--- Excerto do texto ---
· · · · · · ·
Acórdão nº 0475/12 de Supremo Tribunal Administrativo (Portugal), 14 de Junho de 2012

Magistrado ResponsávelFERNANDA MAÇÃS
Data da Resolução14 de Junho de 2012
EmissorSupremo Tribunal Administrativo (Portugal)

Acordam na Secção de Contencioso Tributário do Supremo Tribunal Administrativo: I-RELATÓRIO 1. BANCO A……, S.A., com a identificação constante dos autos, moveu uma acção administrativa especial, no Tribunal Tributário de Lisboa, contra o despacho proferido pelo SECRETÁRIO DE ESTADO DOS ASSUNTOS FISCAIS, que indeferiu a concessão de benefícios fiscais (artigo 60.º, nº 1, alínea a), do EBF), respeitante à isenção de IMT relativamente a 452 imóveis, destinados a habitação.

2.

O M.mo Juiz do Tribunal Tributário de Lisboa, no despacho saneador, conheceu oficiosamente da competência, em razão da hierarquia, concluindo pela incompetência absoluta do Tribunal, e, consequentemente pela competência do Tribunal Central Administrativo Sul.

3.

Remetidos os autos ao TCAS, foi proferido Acórdão em 29/11/2011, que decidiu “… julgar procedente a presente acção e, em consequência, em determinar a anulação do despacho do Sr. SEAFiscais, de 2008DEZ23, aqui em causa, nos termos peticionados pelo A.” 4.
· · · · · · ·
--- Instruções ---
Enumere todos os tribunais referidos no acórdão, excluindo as secções internas. Os registos não são necessários para resolver o exercício.

--- Listagem de dados ---
· · · · · · ·
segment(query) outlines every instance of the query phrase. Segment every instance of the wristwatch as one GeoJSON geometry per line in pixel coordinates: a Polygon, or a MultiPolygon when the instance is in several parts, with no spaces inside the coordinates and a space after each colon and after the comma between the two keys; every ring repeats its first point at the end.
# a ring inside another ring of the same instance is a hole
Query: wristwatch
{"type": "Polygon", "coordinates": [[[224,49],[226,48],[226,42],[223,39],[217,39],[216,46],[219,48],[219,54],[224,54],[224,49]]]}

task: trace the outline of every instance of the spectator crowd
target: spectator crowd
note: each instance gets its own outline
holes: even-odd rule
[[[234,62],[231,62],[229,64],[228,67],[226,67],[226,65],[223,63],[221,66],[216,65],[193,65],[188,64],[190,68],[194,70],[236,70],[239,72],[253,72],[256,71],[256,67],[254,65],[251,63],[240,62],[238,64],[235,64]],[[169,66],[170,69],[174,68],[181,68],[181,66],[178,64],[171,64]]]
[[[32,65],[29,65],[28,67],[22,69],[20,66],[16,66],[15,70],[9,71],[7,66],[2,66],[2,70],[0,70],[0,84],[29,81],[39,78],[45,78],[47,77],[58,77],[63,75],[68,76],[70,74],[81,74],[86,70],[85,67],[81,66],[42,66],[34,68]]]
· · · · · · ·
--- Solução ---
- Supremo Tribunal Administrativo
- Tribunal Tributário de Lisboa
- Tribunal Central Administrativo Sul (TCAS)